Data listing >>
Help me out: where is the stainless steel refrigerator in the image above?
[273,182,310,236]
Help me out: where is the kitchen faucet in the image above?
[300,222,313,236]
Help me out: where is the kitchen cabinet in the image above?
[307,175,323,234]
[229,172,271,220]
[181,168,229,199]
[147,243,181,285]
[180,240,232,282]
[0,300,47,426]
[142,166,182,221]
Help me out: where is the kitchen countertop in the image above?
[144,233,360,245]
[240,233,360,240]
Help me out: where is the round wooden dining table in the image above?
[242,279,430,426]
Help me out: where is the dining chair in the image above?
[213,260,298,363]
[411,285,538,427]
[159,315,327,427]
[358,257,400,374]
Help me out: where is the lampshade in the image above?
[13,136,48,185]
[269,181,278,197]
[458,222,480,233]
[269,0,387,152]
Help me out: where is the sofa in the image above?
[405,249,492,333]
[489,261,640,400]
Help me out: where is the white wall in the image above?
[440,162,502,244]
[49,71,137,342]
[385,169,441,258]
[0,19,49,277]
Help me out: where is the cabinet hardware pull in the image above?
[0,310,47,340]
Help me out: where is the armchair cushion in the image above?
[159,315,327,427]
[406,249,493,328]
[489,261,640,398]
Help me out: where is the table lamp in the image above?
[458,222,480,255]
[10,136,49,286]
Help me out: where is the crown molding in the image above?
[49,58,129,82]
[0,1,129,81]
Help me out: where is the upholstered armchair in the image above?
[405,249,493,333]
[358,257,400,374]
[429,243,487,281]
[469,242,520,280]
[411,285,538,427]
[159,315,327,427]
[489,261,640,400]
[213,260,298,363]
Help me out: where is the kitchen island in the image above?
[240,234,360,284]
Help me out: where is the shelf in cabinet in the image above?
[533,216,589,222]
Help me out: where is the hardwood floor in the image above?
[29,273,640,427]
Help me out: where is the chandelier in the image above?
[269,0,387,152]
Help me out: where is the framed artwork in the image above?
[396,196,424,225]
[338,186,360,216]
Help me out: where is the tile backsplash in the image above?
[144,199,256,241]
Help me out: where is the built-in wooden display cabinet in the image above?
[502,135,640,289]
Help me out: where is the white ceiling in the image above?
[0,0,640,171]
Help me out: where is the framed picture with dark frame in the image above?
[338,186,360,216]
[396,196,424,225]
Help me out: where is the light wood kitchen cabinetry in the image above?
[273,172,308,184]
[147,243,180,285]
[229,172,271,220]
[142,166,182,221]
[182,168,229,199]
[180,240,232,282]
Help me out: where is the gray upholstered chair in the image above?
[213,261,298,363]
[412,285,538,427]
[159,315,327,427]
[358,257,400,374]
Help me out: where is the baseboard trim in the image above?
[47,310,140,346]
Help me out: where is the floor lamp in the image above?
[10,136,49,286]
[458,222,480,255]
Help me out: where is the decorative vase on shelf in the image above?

Short task >>
Start at the line that contains "Help me out: where is the kitchen countertop" and stop after the line that contains "[0,1,129,81]". Output those lines of the items as a Markdown table with a Row column holding a running number and an Entry column holding the line, and skip any blank lines.

Final result >>
| Row | Entry |
|---|---|
| 1 | Help me out: where is the kitchen countertop in the image above? |
| 2 | [144,233,360,245] |
| 3 | [240,233,360,240] |
| 4 | Help me out: where is the round wooden dining table in the image above? |
| 5 | [242,279,430,426] |
| 6 | Help me out: where is the dining chair in the image above? |
| 7 | [213,260,298,363] |
| 8 | [411,285,538,427] |
| 9 | [159,315,327,427] |
| 10 | [358,257,400,374] |
| 11 | Help me out: where is the lampshade in the image above? |
| 12 | [13,136,48,185] |
| 13 | [269,181,278,197] |
| 14 | [458,222,480,233] |
| 15 | [269,0,387,152] |
| 16 | Help me out: where is the sofa in the image above? |
| 17 | [405,249,492,333] |
| 18 | [489,261,640,400] |
| 19 | Help me out: where is the white wall in the image above? |
| 20 | [440,162,502,244] |
| 21 | [49,71,137,342] |
| 22 | [385,169,441,258] |
| 23 | [0,19,49,277] |
| 24 | Help me out: where is the cabinet hardware pull in the image above? |
| 25 | [0,310,47,340] |
| 26 | Help me out: where is the armchair cushion in the image above? |
| 27 | [159,315,327,427] |
| 28 | [406,249,493,328] |
| 29 | [489,261,640,398] |
| 30 | Help me out: where is the table lamp in the image above? |
| 31 | [458,222,480,255] |
| 32 | [10,136,49,286] |
| 33 | Help me out: where is the crown molding in the image above? |
| 34 | [49,58,129,82] |
| 35 | [0,1,129,81] |